*Exercise*
Every line from the one containing "of the decorative" to the end of the data below should be copied exactly, but pictures should not.

* * *

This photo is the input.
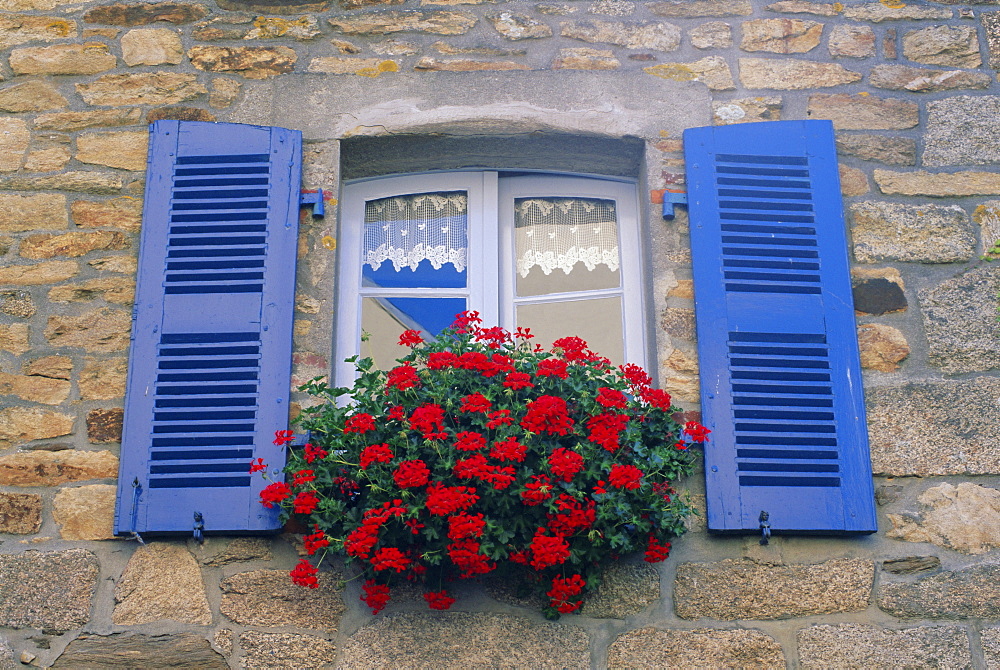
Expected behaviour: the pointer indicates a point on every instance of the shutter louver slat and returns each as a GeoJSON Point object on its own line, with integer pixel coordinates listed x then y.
{"type": "Point", "coordinates": [209, 367]}
{"type": "Point", "coordinates": [776, 335]}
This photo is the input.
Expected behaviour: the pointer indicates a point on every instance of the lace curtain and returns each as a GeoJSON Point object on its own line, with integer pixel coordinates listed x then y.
{"type": "Point", "coordinates": [409, 229]}
{"type": "Point", "coordinates": [561, 232]}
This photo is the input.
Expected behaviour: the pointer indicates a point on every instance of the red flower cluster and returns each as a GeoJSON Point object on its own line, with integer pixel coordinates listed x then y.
{"type": "Point", "coordinates": [564, 588]}
{"type": "Point", "coordinates": [375, 453]}
{"type": "Point", "coordinates": [548, 414]}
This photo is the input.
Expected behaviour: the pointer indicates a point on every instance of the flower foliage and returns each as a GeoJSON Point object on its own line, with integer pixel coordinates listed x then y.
{"type": "Point", "coordinates": [480, 452]}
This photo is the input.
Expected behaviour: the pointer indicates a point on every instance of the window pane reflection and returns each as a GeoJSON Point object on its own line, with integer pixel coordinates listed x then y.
{"type": "Point", "coordinates": [383, 319]}
{"type": "Point", "coordinates": [598, 321]}
{"type": "Point", "coordinates": [565, 244]}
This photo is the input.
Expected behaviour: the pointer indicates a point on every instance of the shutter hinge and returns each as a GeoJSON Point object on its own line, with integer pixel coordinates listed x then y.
{"type": "Point", "coordinates": [765, 527]}
{"type": "Point", "coordinates": [671, 198]}
{"type": "Point", "coordinates": [314, 199]}
{"type": "Point", "coordinates": [199, 528]}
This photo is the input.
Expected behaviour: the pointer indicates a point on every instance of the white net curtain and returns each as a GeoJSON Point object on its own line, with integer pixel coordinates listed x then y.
{"type": "Point", "coordinates": [559, 233]}
{"type": "Point", "coordinates": [409, 229]}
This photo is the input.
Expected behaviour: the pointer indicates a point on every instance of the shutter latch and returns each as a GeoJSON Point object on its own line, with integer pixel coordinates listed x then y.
{"type": "Point", "coordinates": [671, 198]}
{"type": "Point", "coordinates": [199, 528]}
{"type": "Point", "coordinates": [314, 199]}
{"type": "Point", "coordinates": [765, 527]}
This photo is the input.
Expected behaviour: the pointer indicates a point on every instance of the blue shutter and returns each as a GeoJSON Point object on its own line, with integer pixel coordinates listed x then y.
{"type": "Point", "coordinates": [210, 359]}
{"type": "Point", "coordinates": [777, 342]}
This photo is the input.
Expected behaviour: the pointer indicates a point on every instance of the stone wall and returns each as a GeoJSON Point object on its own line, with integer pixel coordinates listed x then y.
{"type": "Point", "coordinates": [912, 89]}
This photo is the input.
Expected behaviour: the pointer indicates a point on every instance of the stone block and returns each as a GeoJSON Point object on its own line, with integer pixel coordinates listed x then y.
{"type": "Point", "coordinates": [22, 28]}
{"type": "Point", "coordinates": [945, 45]}
{"type": "Point", "coordinates": [742, 589]}
{"type": "Point", "coordinates": [87, 58]}
{"type": "Point", "coordinates": [938, 184]}
{"type": "Point", "coordinates": [118, 290]}
{"type": "Point", "coordinates": [99, 118]}
{"type": "Point", "coordinates": [90, 181]}
{"type": "Point", "coordinates": [286, 650]}
{"type": "Point", "coordinates": [468, 65]}
{"type": "Point", "coordinates": [180, 113]}
{"type": "Point", "coordinates": [991, 26]}
{"type": "Point", "coordinates": [104, 425]}
{"type": "Point", "coordinates": [890, 150]}
{"type": "Point", "coordinates": [52, 468]}
{"type": "Point", "coordinates": [51, 589]}
{"type": "Point", "coordinates": [625, 589]}
{"type": "Point", "coordinates": [583, 58]}
{"type": "Point", "coordinates": [240, 550]}
{"type": "Point", "coordinates": [14, 139]}
{"type": "Point", "coordinates": [781, 36]}
{"type": "Point", "coordinates": [853, 182]}
{"type": "Point", "coordinates": [15, 338]}
{"type": "Point", "coordinates": [689, 9]}
{"type": "Point", "coordinates": [954, 594]}
{"type": "Point", "coordinates": [50, 272]}
{"type": "Point", "coordinates": [53, 367]}
{"type": "Point", "coordinates": [852, 42]}
{"type": "Point", "coordinates": [863, 112]}
{"type": "Point", "coordinates": [35, 95]}
{"type": "Point", "coordinates": [925, 80]}
{"type": "Point", "coordinates": [876, 12]}
{"type": "Point", "coordinates": [20, 513]}
{"type": "Point", "coordinates": [960, 321]}
{"type": "Point", "coordinates": [86, 512]}
{"type": "Point", "coordinates": [862, 646]}
{"type": "Point", "coordinates": [519, 26]}
{"type": "Point", "coordinates": [882, 347]}
{"type": "Point", "coordinates": [15, 303]}
{"type": "Point", "coordinates": [928, 234]}
{"type": "Point", "coordinates": [383, 23]}
{"type": "Point", "coordinates": [145, 88]}
{"type": "Point", "coordinates": [73, 244]}
{"type": "Point", "coordinates": [161, 581]}
{"type": "Point", "coordinates": [269, 598]}
{"type": "Point", "coordinates": [466, 640]}
{"type": "Point", "coordinates": [713, 71]}
{"type": "Point", "coordinates": [703, 648]}
{"type": "Point", "coordinates": [273, 27]}
{"type": "Point", "coordinates": [935, 428]}
{"type": "Point", "coordinates": [152, 46]}
{"type": "Point", "coordinates": [792, 75]}
{"type": "Point", "coordinates": [144, 13]}
{"type": "Point", "coordinates": [911, 564]}
{"type": "Point", "coordinates": [103, 378]}
{"type": "Point", "coordinates": [23, 213]}
{"type": "Point", "coordinates": [249, 62]}
{"type": "Point", "coordinates": [129, 649]}
{"type": "Point", "coordinates": [962, 130]}
{"type": "Point", "coordinates": [103, 330]}
{"type": "Point", "coordinates": [654, 36]}
{"type": "Point", "coordinates": [125, 149]}
{"type": "Point", "coordinates": [35, 389]}
{"type": "Point", "coordinates": [965, 518]}
{"type": "Point", "coordinates": [123, 213]}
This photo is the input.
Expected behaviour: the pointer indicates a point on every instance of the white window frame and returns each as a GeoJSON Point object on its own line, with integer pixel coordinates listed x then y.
{"type": "Point", "coordinates": [491, 264]}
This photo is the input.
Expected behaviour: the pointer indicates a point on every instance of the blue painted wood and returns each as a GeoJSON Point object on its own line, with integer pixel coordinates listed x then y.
{"type": "Point", "coordinates": [210, 359]}
{"type": "Point", "coordinates": [780, 373]}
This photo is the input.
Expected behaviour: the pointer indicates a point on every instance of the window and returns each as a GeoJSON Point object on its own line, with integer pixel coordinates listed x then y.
{"type": "Point", "coordinates": [557, 254]}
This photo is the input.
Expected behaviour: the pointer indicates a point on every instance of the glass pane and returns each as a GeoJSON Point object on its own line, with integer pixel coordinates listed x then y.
{"type": "Point", "coordinates": [565, 244]}
{"type": "Point", "coordinates": [417, 240]}
{"type": "Point", "coordinates": [383, 319]}
{"type": "Point", "coordinates": [598, 321]}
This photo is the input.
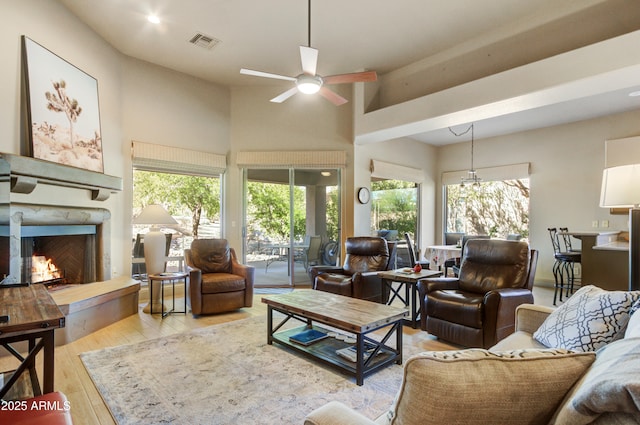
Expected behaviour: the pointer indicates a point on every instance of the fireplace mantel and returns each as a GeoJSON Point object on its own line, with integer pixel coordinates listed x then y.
{"type": "Point", "coordinates": [26, 173]}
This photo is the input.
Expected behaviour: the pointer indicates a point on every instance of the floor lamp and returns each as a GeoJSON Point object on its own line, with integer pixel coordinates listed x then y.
{"type": "Point", "coordinates": [621, 189]}
{"type": "Point", "coordinates": [155, 254]}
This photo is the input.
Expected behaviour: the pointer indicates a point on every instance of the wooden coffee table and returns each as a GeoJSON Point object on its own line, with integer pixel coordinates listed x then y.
{"type": "Point", "coordinates": [350, 317]}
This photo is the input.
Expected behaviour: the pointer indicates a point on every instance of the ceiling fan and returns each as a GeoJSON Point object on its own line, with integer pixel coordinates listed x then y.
{"type": "Point", "coordinates": [309, 82]}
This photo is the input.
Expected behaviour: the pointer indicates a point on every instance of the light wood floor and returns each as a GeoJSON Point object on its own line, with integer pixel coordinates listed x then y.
{"type": "Point", "coordinates": [87, 406]}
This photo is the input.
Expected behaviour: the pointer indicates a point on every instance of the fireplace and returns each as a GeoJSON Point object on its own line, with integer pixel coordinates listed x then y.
{"type": "Point", "coordinates": [75, 239]}
{"type": "Point", "coordinates": [57, 255]}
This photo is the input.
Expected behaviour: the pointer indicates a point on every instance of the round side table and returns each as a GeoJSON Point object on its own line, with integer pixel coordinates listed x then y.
{"type": "Point", "coordinates": [168, 277]}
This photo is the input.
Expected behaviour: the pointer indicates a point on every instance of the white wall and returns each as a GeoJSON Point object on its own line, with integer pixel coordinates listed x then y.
{"type": "Point", "coordinates": [138, 101]}
{"type": "Point", "coordinates": [51, 25]}
{"type": "Point", "coordinates": [144, 102]}
{"type": "Point", "coordinates": [165, 107]}
{"type": "Point", "coordinates": [301, 123]}
{"type": "Point", "coordinates": [566, 172]}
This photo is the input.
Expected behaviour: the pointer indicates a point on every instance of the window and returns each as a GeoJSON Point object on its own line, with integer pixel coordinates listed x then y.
{"type": "Point", "coordinates": [194, 201]}
{"type": "Point", "coordinates": [188, 184]}
{"type": "Point", "coordinates": [394, 211]}
{"type": "Point", "coordinates": [495, 208]}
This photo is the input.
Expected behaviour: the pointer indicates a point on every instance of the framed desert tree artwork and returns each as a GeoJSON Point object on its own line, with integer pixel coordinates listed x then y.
{"type": "Point", "coordinates": [62, 110]}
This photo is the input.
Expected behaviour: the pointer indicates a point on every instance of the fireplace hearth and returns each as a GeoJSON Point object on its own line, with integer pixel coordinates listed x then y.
{"type": "Point", "coordinates": [76, 239]}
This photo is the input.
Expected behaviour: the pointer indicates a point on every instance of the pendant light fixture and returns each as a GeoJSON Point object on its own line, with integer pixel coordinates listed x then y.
{"type": "Point", "coordinates": [472, 175]}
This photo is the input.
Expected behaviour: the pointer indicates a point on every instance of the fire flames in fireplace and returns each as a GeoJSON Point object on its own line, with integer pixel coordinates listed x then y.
{"type": "Point", "coordinates": [43, 270]}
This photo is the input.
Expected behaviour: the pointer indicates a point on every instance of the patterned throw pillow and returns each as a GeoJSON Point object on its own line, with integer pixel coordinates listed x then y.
{"type": "Point", "coordinates": [588, 320]}
{"type": "Point", "coordinates": [633, 327]}
{"type": "Point", "coordinates": [477, 386]}
{"type": "Point", "coordinates": [611, 385]}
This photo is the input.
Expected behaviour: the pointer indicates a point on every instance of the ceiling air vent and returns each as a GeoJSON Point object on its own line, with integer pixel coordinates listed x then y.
{"type": "Point", "coordinates": [204, 41]}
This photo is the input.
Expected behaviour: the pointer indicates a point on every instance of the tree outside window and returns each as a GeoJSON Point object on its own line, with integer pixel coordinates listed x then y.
{"type": "Point", "coordinates": [495, 208]}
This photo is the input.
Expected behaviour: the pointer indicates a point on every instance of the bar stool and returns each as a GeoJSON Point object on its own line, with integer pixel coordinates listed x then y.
{"type": "Point", "coordinates": [576, 259]}
{"type": "Point", "coordinates": [563, 265]}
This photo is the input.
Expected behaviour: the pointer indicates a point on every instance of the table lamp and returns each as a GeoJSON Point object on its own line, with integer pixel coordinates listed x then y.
{"type": "Point", "coordinates": [155, 246]}
{"type": "Point", "coordinates": [621, 189]}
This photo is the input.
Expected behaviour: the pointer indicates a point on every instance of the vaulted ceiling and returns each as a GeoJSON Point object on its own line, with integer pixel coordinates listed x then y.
{"type": "Point", "coordinates": [418, 47]}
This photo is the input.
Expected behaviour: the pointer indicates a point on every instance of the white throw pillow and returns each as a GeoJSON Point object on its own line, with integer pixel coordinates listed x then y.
{"type": "Point", "coordinates": [588, 320]}
{"type": "Point", "coordinates": [633, 327]}
{"type": "Point", "coordinates": [611, 385]}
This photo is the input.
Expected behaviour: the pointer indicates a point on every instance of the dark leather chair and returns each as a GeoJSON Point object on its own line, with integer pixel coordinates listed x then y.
{"type": "Point", "coordinates": [463, 243]}
{"type": "Point", "coordinates": [413, 256]}
{"type": "Point", "coordinates": [357, 278]}
{"type": "Point", "coordinates": [217, 282]}
{"type": "Point", "coordinates": [477, 309]}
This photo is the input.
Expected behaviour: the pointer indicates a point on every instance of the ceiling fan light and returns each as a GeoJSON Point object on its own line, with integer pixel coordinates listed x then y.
{"type": "Point", "coordinates": [308, 84]}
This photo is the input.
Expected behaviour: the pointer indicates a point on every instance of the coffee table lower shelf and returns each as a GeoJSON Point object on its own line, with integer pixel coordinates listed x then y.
{"type": "Point", "coordinates": [325, 351]}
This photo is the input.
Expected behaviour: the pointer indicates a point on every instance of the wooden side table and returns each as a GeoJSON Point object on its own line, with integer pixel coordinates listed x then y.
{"type": "Point", "coordinates": [33, 316]}
{"type": "Point", "coordinates": [409, 280]}
{"type": "Point", "coordinates": [168, 277]}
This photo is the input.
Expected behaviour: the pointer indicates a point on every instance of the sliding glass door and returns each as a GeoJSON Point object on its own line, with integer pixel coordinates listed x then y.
{"type": "Point", "coordinates": [291, 221]}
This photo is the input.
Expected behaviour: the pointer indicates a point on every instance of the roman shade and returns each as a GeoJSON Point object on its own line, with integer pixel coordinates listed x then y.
{"type": "Point", "coordinates": [292, 159]}
{"type": "Point", "coordinates": [505, 172]}
{"type": "Point", "coordinates": [389, 171]}
{"type": "Point", "coordinates": [150, 157]}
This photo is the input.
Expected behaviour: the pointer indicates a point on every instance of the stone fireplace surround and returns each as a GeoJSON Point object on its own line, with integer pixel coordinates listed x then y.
{"type": "Point", "coordinates": [89, 306]}
{"type": "Point", "coordinates": [22, 175]}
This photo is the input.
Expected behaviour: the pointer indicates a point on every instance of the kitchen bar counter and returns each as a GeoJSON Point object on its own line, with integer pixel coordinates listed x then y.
{"type": "Point", "coordinates": [605, 259]}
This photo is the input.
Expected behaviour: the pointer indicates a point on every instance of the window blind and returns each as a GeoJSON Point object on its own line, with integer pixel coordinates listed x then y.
{"type": "Point", "coordinates": [389, 171]}
{"type": "Point", "coordinates": [292, 159]}
{"type": "Point", "coordinates": [150, 157]}
{"type": "Point", "coordinates": [506, 172]}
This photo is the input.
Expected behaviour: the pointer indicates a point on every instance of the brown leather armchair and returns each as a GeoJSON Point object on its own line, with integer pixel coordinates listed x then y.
{"type": "Point", "coordinates": [358, 278]}
{"type": "Point", "coordinates": [477, 309]}
{"type": "Point", "coordinates": [217, 282]}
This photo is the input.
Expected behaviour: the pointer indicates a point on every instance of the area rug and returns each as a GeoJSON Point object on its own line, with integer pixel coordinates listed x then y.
{"type": "Point", "coordinates": [226, 374]}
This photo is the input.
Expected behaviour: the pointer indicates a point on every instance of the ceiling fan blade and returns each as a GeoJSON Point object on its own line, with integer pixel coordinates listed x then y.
{"type": "Point", "coordinates": [332, 97]}
{"type": "Point", "coordinates": [356, 77]}
{"type": "Point", "coordinates": [309, 59]}
{"type": "Point", "coordinates": [284, 96]}
{"type": "Point", "coordinates": [265, 74]}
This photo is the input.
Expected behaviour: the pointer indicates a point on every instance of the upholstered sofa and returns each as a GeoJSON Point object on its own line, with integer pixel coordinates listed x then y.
{"type": "Point", "coordinates": [522, 381]}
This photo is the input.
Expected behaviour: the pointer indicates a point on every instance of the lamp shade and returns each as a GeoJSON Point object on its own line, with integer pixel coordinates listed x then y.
{"type": "Point", "coordinates": [620, 186]}
{"type": "Point", "coordinates": [154, 215]}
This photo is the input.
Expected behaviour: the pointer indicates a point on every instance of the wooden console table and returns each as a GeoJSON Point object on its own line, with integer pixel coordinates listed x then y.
{"type": "Point", "coordinates": [33, 316]}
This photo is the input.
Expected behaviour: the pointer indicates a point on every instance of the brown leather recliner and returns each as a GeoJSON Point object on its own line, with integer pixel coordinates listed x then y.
{"type": "Point", "coordinates": [217, 282]}
{"type": "Point", "coordinates": [357, 278]}
{"type": "Point", "coordinates": [477, 309]}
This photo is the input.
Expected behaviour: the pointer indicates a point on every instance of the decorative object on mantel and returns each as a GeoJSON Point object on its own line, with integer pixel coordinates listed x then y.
{"type": "Point", "coordinates": [155, 247]}
{"type": "Point", "coordinates": [472, 176]}
{"type": "Point", "coordinates": [62, 110]}
{"type": "Point", "coordinates": [621, 188]}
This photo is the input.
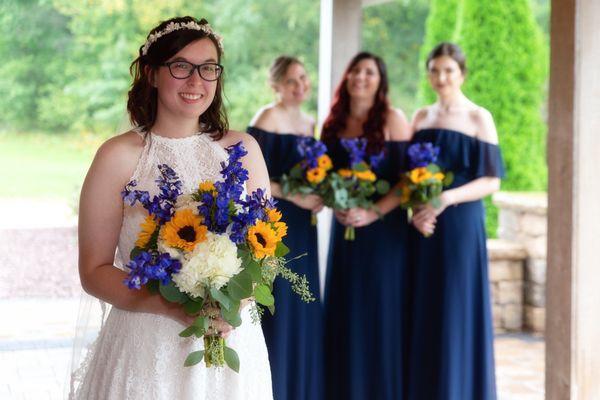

* * *

*Exercise result*
Expected behaviour: the pointer indicates a point on every instance of the decorative object on mantel and returns each as a GeoJSON Point object on its own line, with integer pixel coordinates listed x then y.
{"type": "Point", "coordinates": [155, 247]}
{"type": "Point", "coordinates": [472, 176]}
{"type": "Point", "coordinates": [62, 110]}
{"type": "Point", "coordinates": [621, 188]}
This photo is the input.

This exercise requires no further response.